[begin SELECTION]

Speaking during an online video-conference with fitness-industry leaders across the state, Newsom said reopening guidelines will be released in the "very near future."
"I don't want to say next week, but within a week or so we believe we'll be in a position to make public the guidelines in your sector," Newsom said. "But one thing we also recognize is your sector is multifaceted, and we don't want to be naive and just put out something that's bland and that doesn't meet your unique criteria and your unique considerations, and also look at this from a regional perspective as we do everything."
During the conference, the fitness leaders described the devastating impacts the shutdowns have had on their businesses, and the way they have tried to quickly pivot to offer online training and other services, with varied success.
One of the gym directors on that Zoom call with the governor was Zoarel Fuentes, who works at Steel MMA gym in Tierrasanta.
Steel MMA has about 200 members, many of them now working out in online zoom classes hosted by at the gym.
“We thrive on the energy that we create in the gym. We have a class. We have a good time. Everyone feels awesome and you can just feel it in the gym. And so in Zoom we were afraid, like what do we do with that?” said Fuentes.
During Wednesday's meeting with Newsom, Fuentes told the governor her gym was ready to open.
“Yes, we are a contact gym. Yes, there is that fear of when can we do this again,” Fuentes said.
One of the main takeaways for the governor was that small gyms are more of a support community for members. Being closed for the past two months has been difficult.
“Probably six weeks ago I was probably in the darkest, lowest, a little depressed (mood) here and people helped me get out of it,” Fuentes told the governor.
The gym owners said they have laid off people and some gyms could soon be closing down permanently.

[end SELECTION]
[begin RECORDS SHOWN]

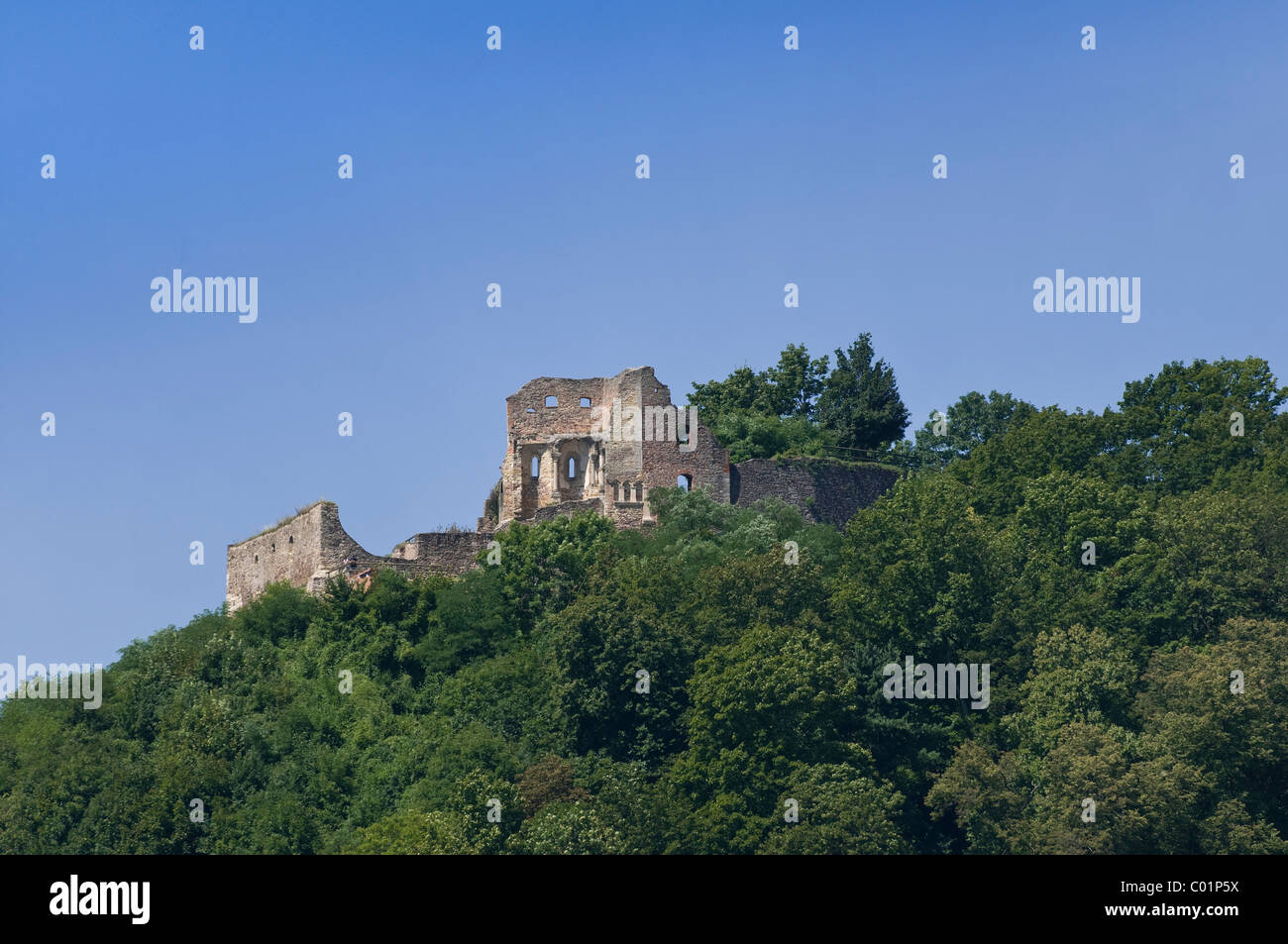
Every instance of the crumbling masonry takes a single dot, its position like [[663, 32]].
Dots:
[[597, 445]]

[end RECORDS SHOWN]
[begin RECORDS SHOWN]

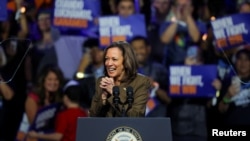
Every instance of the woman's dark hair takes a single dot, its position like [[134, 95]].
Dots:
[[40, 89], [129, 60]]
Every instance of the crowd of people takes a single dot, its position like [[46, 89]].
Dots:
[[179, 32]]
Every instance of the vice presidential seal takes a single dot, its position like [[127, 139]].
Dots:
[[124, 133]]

[end RECORDS SHOWN]

EXERCISE REQUIREMENTS
• A. In the records, rewrite the lines from the one containing "Every instance of the woman's" through the one containing "[[124, 133]]", inclusive, replacing every "takes a single dot" with "gets one dot" and leaving everything else unchanged.
• B. Continue the text about Newsom's call with fitness-industry leaders from where it stops.

FINAL ANSWERS
• A.
Every instance of the woman's dark hair gets one dot, its position like [[134, 95]].
Dots:
[[40, 89], [129, 60]]
Every instance of the crowd of people gets one dot, its position like [[46, 89]].
Dots:
[[179, 32]]
Every instance of the vice presidential seal gets one dot, its position like [[127, 139]].
Dots:
[[124, 133]]

• B.
“There is an urgency. And, I'm not sure if that was fully portrayed in the short amount of time we had,” Fuentes said.
The Tierrasanta program director said if the governor put out re-opening guidelines tomorrow, her gym would be ready to open safely.
“We're not just a gym that somebody can walk in, get a good workout and leave. There's connections here and we miss each other,” she said.
Steel MMA also offers yoga and children’s classes, so the entire community is waiting for the gym to reopen.
Francesca Schuler, CEO of In-Shape Health Clubs, which has about 60 locations around the state, said her company was forced to lay off more than 3,000 people, a move she called "heartbreaking." She said the fitness industry as a whole went from a thriving sector "with lots of growth, to overnight zero revenue."
But she said the company was "100% aligned with closing the doors. It was absolutely the right thing to do."
"But when you go to zero revenue, you have to make tough decisions with people," she said.
She said when people think of gyms they often think of bodybuilders or triathletes, but the facilities also serve customers with underlying health conditions or who are just trying to stay healthy. She said the industry is really "in preventative health care."